(Selected passage):
====================

Thursday, May 31, 2007

CPPS Press Statement on Lina Joy's Judgment

The Centre for Public Policy Studies (CPPS) views with deep concern the majority decision made yesterday by the Federal Court, that Lina Joy's religion of Islam would not be removed from her identity card. According to the Judgment, the law therefore does not officially recognize Lina Joy's conversion from Islam to Christianity.

The Federal Constitution of Malaysia as supreme law of the land provides a system that affirms justice for Muslims and non-Muslims respectively. Article 11, for example, guarantees that all Malaysians are free to practice and profess the religion of their choice. The Civil Courts are given the jurisdiction to uphold the rights guaranteed to all citizens in the Federal Constitution.

====================

(Records shown):
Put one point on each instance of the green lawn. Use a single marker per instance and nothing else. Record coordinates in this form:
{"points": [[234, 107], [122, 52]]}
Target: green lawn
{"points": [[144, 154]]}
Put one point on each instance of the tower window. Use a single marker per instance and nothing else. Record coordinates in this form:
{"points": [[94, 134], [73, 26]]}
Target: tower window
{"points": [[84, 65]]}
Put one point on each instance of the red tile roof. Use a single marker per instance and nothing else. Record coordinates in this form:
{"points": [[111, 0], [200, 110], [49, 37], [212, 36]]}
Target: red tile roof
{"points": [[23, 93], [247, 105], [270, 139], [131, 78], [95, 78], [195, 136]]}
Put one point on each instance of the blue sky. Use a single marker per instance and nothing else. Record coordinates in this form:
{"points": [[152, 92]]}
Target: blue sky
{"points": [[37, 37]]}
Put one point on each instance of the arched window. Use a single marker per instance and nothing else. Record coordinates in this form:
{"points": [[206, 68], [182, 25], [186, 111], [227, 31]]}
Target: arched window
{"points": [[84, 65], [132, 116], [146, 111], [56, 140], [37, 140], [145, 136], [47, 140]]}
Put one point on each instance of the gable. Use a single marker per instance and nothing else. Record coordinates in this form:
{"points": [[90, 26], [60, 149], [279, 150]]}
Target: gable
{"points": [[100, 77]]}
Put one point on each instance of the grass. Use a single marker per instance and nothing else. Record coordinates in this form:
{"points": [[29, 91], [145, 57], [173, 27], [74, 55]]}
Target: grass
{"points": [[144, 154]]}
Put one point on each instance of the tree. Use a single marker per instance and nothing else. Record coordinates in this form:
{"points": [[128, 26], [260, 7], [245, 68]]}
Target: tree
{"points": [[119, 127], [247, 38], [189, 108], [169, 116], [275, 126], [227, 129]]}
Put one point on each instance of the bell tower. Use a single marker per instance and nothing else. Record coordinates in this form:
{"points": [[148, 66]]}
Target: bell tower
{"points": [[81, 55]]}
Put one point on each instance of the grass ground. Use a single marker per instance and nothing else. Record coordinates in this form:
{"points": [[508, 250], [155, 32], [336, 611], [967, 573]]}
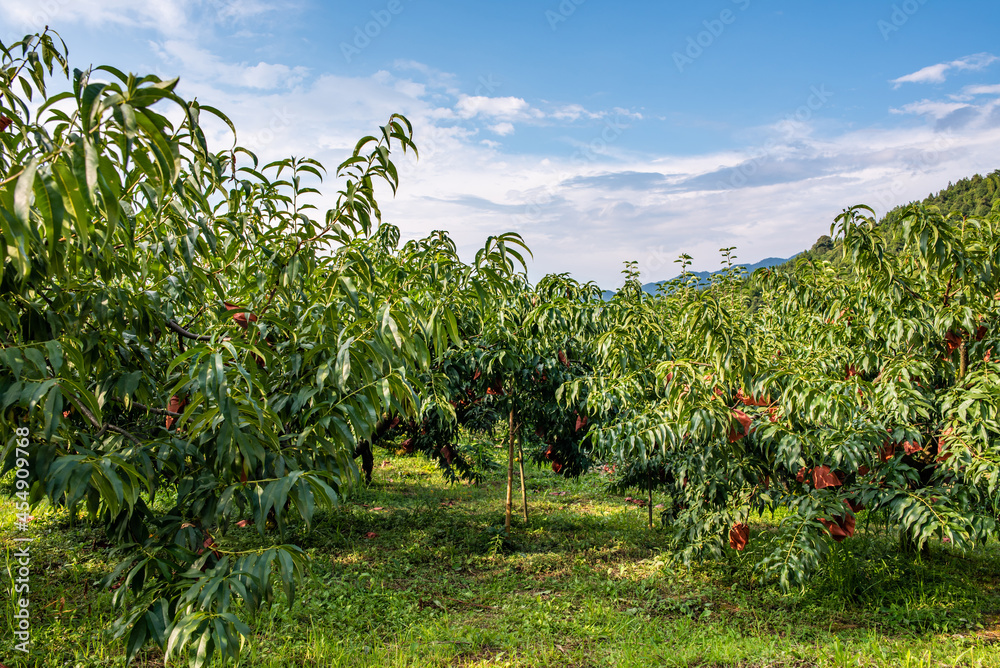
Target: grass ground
{"points": [[413, 572]]}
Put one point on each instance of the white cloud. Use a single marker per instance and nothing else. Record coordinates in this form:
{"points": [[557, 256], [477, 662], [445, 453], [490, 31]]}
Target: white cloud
{"points": [[993, 89], [507, 108], [932, 108], [203, 65], [502, 129], [938, 73]]}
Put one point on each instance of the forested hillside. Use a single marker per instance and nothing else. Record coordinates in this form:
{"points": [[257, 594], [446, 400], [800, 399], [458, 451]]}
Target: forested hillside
{"points": [[973, 196]]}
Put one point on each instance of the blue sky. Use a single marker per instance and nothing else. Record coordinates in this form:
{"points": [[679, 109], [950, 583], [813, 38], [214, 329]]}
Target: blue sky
{"points": [[600, 131]]}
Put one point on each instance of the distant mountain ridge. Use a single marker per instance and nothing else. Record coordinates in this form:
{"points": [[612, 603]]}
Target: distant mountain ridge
{"points": [[974, 196], [706, 275]]}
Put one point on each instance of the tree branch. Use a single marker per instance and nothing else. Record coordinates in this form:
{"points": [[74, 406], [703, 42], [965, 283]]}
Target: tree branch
{"points": [[157, 411], [172, 324]]}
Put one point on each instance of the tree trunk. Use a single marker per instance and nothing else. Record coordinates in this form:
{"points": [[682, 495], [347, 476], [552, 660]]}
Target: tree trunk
{"points": [[524, 493], [650, 504], [510, 472], [367, 459]]}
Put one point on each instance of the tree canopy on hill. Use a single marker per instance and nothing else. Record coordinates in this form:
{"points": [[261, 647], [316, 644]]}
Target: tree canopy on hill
{"points": [[973, 196]]}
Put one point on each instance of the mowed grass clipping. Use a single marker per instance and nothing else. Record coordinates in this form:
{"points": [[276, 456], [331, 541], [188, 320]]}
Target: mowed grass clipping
{"points": [[413, 572]]}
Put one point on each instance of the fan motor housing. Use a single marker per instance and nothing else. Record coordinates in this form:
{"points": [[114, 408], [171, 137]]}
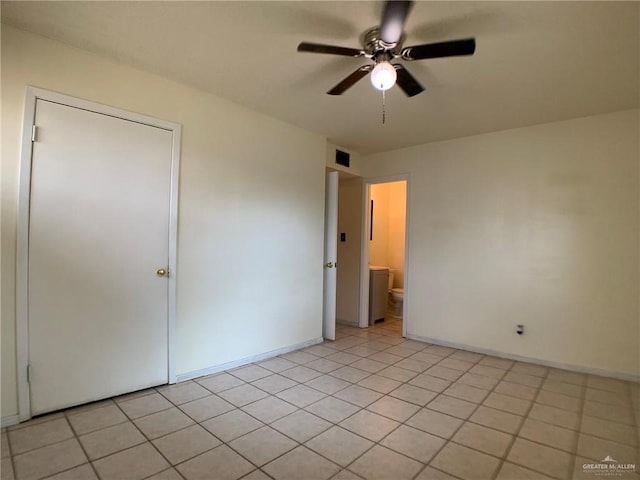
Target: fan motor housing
{"points": [[373, 45]]}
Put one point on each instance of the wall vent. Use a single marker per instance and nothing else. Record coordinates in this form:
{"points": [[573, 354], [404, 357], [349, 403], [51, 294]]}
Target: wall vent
{"points": [[342, 158]]}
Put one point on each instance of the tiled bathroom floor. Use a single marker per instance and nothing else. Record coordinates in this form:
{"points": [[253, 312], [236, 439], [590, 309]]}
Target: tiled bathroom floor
{"points": [[370, 405]]}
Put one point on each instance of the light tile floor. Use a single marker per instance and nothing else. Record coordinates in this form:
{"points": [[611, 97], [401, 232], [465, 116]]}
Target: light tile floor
{"points": [[369, 405]]}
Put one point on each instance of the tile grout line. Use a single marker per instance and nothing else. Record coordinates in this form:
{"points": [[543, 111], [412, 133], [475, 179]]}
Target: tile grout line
{"points": [[450, 439], [525, 416], [583, 402]]}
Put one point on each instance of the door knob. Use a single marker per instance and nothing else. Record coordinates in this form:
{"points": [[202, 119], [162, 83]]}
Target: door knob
{"points": [[161, 272]]}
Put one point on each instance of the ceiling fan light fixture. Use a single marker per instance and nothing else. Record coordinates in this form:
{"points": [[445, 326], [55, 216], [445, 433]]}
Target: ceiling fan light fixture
{"points": [[383, 76]]}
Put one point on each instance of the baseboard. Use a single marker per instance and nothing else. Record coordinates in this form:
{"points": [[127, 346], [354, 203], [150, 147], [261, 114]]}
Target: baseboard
{"points": [[244, 361], [8, 421], [347, 323], [564, 366]]}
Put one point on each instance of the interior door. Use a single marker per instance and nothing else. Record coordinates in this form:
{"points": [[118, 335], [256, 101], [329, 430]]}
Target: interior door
{"points": [[99, 232], [330, 256]]}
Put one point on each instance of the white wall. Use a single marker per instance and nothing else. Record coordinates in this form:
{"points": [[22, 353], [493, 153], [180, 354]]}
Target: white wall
{"points": [[250, 248], [537, 226], [349, 252]]}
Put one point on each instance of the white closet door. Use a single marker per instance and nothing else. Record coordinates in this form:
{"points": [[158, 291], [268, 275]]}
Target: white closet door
{"points": [[99, 231], [330, 256]]}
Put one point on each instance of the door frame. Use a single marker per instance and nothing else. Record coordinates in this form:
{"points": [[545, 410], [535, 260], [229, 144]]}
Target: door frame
{"points": [[363, 321], [22, 252]]}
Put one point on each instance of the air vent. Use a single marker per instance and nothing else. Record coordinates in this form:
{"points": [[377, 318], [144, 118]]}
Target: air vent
{"points": [[342, 158]]}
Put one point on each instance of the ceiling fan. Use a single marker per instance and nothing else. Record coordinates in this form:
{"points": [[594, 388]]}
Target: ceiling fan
{"points": [[383, 45]]}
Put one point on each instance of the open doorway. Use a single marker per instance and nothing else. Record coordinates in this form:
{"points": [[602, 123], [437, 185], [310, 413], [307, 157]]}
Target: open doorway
{"points": [[383, 298]]}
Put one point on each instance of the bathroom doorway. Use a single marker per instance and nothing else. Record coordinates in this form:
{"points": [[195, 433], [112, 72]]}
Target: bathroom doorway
{"points": [[384, 269]]}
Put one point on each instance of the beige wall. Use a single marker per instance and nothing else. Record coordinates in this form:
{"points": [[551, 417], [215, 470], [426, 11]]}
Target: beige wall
{"points": [[350, 198], [388, 244], [250, 245], [355, 166], [535, 226]]}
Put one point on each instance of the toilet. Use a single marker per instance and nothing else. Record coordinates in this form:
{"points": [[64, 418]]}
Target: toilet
{"points": [[397, 295]]}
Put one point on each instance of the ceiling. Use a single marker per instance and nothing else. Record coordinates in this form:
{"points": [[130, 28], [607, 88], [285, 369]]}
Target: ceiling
{"points": [[535, 62]]}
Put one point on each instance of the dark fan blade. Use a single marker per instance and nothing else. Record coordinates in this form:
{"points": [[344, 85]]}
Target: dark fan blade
{"points": [[393, 18], [331, 49], [350, 80], [407, 82], [443, 49]]}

====================

(Given task): Summarize the press statement on Lina Joy's judgment in two sentences. The material above has no role in this exercise.

(Answer to the task): The Centre for Public Policy Studies (CPPS) expresses deep concern over the Federal Court's majority decision not to remove Islam from Lina Joy's identity card, which means the law does not officially recognize her conversion from Islam to Christianity. The statement points out that Malaysia's Federal Constitution, as supreme law, affirms justice for Muslims and non-Muslims, guarantees in Article 11 the freedom of all Malaysians to practice and profess the religion of their choice, and gives the Civil Courts jurisdiction to uphold citizens' constitutional rights.